La absurda muerte de Arnold Bennet ha pasado la historia como un buen ejemplo de lo poco recomendable que resulta ese aire de suficiencia que a veces nos lleva a desoír consejos llenos de sentido común que otros nos dan con toda sencillez. Un ejemplo antológico de lo absurda que puede resultar esa arrogancia sutil que nos lleva a hacer algo precisamente porque nos recomiendan no hacerlo. O esa vanidad simple que nos hace pensar que nuestra independencia de criterio nos exige desmarcarnos de lo que nos recomiendan, aún en temas sobre los que no tenemos por qué saber nada. O ese afán de aparecer ante los demás como una persona decidida que minusvalora el saber de los demás, o que habla de un modo que tiene tanto de autoescucha como de deseo de impresionar.
No es infrecuente que cuando nos preocupamos demasiado por quedar bien acabemos haciendo el ridículo de modo notable, o tomando opciones claramente poco ventajosas. Es interesante aprender a detectar cuándo nos pasa. Porque suelen ser errores tristes, pero más triste aún es caer en ellos y ni siquiera advertirlo. Las personas tendemos a pensar que nuestras motivaciones apenas son visibles ante los ojos de los demás, pero en realidad no suele ser así. Nuestros objetivos y nuestras intenciones son más transparentes de lo que pensamos, por lo que la mejor (o quizá la única) solución es rectificar nuestros intereses y hacer un esfuerzo para no dejarse manejar demasiado por nuestra vanidad.

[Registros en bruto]
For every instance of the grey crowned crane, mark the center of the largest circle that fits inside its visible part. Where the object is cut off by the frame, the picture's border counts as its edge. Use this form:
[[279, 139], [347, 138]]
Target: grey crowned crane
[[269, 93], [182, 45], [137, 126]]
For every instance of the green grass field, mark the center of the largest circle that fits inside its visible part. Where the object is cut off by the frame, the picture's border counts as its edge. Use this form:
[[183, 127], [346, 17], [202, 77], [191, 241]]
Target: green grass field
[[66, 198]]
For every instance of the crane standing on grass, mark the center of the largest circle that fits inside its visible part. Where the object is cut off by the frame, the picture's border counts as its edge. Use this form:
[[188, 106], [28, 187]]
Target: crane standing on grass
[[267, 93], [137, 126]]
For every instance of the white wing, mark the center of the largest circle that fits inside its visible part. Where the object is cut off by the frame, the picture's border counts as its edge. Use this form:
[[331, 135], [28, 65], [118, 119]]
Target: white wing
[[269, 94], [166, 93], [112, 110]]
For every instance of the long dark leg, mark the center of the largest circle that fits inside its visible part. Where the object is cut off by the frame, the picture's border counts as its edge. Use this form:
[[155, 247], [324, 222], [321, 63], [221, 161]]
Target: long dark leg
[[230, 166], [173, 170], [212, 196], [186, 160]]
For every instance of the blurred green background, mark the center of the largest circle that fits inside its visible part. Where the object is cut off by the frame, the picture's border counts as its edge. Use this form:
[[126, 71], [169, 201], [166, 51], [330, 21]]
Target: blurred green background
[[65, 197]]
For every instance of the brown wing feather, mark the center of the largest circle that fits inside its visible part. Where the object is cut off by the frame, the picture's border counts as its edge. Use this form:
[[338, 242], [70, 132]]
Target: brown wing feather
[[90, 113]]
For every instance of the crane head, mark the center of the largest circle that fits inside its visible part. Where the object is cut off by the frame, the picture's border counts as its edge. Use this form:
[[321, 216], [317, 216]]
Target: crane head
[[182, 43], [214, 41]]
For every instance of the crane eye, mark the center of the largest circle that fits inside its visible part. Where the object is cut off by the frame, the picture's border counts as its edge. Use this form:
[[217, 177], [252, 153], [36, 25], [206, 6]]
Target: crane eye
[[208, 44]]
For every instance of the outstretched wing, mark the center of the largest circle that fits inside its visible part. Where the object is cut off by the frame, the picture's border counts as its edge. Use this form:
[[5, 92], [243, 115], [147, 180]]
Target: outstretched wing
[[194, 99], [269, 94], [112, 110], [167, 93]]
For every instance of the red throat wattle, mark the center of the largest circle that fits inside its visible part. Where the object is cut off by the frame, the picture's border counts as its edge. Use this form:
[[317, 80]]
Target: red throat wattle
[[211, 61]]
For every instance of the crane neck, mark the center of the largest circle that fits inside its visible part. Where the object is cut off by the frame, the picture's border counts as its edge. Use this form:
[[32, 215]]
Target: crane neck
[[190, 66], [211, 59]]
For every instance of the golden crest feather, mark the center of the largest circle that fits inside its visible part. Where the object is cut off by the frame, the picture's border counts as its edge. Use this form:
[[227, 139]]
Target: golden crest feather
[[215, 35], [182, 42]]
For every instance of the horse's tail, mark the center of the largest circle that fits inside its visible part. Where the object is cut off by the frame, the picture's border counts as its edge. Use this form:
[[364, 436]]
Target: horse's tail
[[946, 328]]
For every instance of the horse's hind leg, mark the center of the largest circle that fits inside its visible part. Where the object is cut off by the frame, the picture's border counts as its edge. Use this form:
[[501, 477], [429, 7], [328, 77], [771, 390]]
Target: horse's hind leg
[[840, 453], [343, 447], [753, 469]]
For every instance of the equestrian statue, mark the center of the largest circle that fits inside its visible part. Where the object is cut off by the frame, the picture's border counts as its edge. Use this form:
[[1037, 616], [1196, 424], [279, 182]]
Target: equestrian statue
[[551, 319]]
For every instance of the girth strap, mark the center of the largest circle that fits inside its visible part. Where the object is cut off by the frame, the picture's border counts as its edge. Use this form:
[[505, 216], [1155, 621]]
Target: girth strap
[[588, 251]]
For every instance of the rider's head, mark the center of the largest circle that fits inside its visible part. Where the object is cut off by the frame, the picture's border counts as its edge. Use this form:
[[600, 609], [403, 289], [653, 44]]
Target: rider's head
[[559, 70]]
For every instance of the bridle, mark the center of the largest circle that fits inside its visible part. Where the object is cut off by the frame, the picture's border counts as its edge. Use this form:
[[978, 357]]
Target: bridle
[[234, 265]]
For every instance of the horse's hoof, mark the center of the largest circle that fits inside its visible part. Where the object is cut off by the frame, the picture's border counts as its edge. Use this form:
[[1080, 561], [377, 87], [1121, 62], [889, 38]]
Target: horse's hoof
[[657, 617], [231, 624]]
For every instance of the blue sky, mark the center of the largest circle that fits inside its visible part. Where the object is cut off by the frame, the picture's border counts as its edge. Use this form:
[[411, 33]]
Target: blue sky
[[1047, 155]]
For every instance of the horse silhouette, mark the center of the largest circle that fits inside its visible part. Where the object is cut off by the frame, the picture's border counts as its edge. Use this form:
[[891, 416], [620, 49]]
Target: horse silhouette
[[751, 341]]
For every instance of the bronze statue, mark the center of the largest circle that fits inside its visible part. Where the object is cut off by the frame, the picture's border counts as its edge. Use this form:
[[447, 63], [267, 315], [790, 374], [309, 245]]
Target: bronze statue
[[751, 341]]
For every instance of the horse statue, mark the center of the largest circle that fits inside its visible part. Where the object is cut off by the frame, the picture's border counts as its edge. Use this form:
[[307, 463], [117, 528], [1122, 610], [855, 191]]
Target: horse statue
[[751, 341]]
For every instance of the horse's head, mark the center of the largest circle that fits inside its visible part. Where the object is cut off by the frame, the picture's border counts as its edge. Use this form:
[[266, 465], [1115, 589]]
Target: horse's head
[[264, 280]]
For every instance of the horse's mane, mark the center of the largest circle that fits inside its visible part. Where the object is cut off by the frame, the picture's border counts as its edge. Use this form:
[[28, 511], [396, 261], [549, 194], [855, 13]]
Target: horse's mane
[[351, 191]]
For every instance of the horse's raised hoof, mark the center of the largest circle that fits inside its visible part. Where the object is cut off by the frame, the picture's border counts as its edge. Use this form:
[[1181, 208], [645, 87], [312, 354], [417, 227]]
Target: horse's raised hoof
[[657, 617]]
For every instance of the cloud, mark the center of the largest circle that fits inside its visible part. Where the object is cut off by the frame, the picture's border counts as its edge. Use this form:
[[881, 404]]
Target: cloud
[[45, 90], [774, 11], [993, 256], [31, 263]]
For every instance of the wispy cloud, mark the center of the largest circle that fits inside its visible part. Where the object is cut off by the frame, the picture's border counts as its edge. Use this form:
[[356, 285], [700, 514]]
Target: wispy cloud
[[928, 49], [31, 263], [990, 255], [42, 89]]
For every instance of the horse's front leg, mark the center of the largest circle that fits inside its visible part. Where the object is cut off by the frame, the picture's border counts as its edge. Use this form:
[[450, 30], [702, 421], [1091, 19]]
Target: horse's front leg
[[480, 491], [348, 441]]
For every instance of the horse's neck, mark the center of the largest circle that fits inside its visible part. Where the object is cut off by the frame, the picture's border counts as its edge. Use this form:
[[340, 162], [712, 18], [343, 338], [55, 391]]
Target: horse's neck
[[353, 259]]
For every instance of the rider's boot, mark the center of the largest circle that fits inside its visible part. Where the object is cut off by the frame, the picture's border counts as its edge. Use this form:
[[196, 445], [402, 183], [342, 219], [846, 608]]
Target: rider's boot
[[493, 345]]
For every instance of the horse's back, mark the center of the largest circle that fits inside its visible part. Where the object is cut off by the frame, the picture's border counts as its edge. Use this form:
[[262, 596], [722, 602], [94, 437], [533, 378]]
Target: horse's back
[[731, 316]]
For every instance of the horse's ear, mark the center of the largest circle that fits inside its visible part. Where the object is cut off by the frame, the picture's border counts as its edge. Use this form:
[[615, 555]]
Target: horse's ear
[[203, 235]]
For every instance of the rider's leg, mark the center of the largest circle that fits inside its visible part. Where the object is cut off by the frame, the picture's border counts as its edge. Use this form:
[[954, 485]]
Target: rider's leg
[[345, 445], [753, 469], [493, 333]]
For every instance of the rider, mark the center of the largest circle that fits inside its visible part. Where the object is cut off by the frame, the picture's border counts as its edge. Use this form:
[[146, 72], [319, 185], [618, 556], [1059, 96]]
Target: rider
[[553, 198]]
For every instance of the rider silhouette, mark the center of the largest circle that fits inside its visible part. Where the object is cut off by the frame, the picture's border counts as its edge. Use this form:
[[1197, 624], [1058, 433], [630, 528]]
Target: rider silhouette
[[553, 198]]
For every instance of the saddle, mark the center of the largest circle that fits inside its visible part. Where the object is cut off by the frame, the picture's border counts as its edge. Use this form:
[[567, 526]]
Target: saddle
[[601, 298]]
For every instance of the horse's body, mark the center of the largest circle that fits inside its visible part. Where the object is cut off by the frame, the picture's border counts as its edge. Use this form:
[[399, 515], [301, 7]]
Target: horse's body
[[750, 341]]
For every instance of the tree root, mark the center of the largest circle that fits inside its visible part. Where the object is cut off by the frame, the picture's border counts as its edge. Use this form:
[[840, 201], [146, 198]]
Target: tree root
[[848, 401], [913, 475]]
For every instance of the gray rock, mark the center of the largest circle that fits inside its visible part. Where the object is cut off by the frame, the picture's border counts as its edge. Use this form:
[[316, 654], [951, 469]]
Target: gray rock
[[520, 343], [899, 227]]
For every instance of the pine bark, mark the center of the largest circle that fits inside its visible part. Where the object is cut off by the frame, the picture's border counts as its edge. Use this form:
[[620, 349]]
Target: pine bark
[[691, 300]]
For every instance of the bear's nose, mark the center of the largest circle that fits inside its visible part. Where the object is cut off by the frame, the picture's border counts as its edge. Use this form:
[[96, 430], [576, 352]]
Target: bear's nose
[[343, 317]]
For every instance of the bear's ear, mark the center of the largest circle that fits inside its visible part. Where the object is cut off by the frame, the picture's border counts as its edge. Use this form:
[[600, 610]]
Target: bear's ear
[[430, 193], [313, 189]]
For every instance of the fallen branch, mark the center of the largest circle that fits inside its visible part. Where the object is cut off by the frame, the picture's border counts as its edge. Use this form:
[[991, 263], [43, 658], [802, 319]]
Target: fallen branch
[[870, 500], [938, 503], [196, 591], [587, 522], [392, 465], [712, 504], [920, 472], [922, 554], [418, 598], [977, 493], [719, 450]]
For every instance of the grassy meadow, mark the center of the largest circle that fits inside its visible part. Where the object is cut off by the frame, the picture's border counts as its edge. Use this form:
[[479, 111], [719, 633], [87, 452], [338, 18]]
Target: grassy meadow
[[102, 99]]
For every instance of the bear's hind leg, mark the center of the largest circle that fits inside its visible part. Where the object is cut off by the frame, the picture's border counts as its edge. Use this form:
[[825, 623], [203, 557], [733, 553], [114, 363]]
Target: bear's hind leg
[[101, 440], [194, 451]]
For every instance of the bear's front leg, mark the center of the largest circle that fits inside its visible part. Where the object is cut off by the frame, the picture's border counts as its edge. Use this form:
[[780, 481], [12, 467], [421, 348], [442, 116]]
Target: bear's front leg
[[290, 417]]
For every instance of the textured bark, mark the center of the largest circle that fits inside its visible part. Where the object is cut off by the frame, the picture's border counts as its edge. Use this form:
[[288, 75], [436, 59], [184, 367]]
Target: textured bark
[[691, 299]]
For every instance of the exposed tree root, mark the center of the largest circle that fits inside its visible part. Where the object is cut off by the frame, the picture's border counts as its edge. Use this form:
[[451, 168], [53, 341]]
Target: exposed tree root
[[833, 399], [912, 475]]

Instrucciones:
1. En el texto sobre la vanidad, ¿qué solemos pensar las personas acerca de nuestras motivaciones?
2. Sigue escribiendo el texto sobre la vanidad a partir de su última frase.

Soluciones del ejercicio:
1. Que apenas son visibles ante los ojos de los demás.

2.
Lo normal es que cuando nos mostramos prepotentes o arrogantes pensemos que estamos quedando bien, pero el resultado suele ser lo contrario: queriendo parecer superiores nos mostramos como personas de baja categoría; queriendo parecer muy seguros dejamos entrever nuestra inseguridad hipercompensada; pretendiendo dar lecciones a los demás demostramos saber muy poco de la vida. Ponerse en un escaparate o subirse a un pedestal es propio de personas no solo orgullosas sino ridículas y poco inteligentes; y es difícil saber, en esos casos, si es más grande el orgullo o la estupidez.
La presunción difícilmente podrá hacer grande a una persona. La inteligencia se lleva mal con arrogancia y la prepotencia. Una persona sensata siempre tiene clara la necesidad de aconsejarse, de intercambiar experiencias y pareceres. Saber escuchar con interés es un eficaz antídoto contra muchas formas de orgullo que son causa de numerosos errores y fracasos.